Soal yang Diberikan A:
Salin ulang semua baris dari cuplikan dataset anotasi lokasi tanpa mengubah satu karakter pun. Jangan sertakan gambarnya dalam jawaban.

Teks yang Disediakan:
__________
Tuhan begitu jeli. Bukan begitu, Sayang?
Dari miliaran manusia di bawah matahari, Ia mempertemukan kita. Benar, aku tak pernah merasa 'menemukan'-mu. Kau juga tentu tak merasa menemukanku. Kita tidak pernah saling hilang, jadi mustahil kita saling menemukan. Lalu, kita setuju bahwa kita dipertemukan. Terpujilah Dia.
Aku tidak sedang terburu-buru saat memintamu menikah denganku. Aku merasa siap, dan ternyata kau juga. Lalu kita menikah, mengucapkan janji sehidup semati, dalam untung dan malang, susah dan senang.
Aku benar-benar menikmati peranku sebagai suamimu. Setidaknya saat itu.
Jangan salah paham. Hingga kini aku bersyukur hidup berdua denganmu.
Namun rasanya, seolah ada yang hilang di antara kita.
Setelah lima tahun, kau dan aku seolah menjalani segalanya dengan teramat hati-hati dan serius. Aku sibuk dengan pekerjaanku, kau sibuk dengan peranmu. Kita saling menyapa seadanya, saling menelepon saat-saat genting, dan percakapan-percakapan yang kita lakukan seolah terlalu direncanakan. Tidak sesantai dulu.
Kau tahu?
Aku RINDU kita yang dulu. Yang saling menggoda atau saling cari perhatian. Dulu, kau akan iseng meneleponku. Saat kuangkat, kau akan teriak sekuat tenaga hingga rasanya lobang telingaku akan terbakar. Tapi aku menyukainya. Siang hari, kau akan mengirimiku pesan singkat. "Jangan lupa makan. Nanti mati!" Terdengar seram, tapi aku menyukainya. Lalu saat kita bertemu di malam hari, aku akan mengaku bahwa sebenarnya aku terlalu tampan untuk wanita pesek sepertimu dan berharap anak-anak kita akan mirip denganku. Kau akan terbahak sekuat tenaga---kau tak merasa perlu bersikap anggun---dan berkata, "Well, hanya wanita pesek ini yang mau menerimamu jadi pacarnya."
__________
Soal yang Diberikan B:
Berdasarkan tulisan tentang pernikahan di atas, jelaskan mengapa penulisnya menolak anggapan bahwa mereka berdua saling "menemukan". Jawab dalam satu sampai tiga kalimat.

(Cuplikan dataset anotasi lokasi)
__________
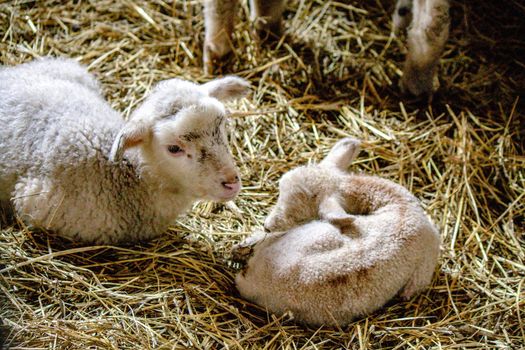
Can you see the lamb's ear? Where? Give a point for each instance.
(132, 134)
(342, 154)
(340, 220)
(331, 210)
(227, 88)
__________
Keluaran yang Benar A:
Can you see the lamb's ear? Where? Give a point for each instance.
(132, 134)
(342, 154)
(340, 220)
(331, 210)
(227, 88)

Keluaran yang Benar B:
Mereka berdua tidak pernah saling hilang, jadi mustahil mereka saling menemukan. Karena itu, mereka sepakat bahwa mereka dipertemukan oleh Tuhan.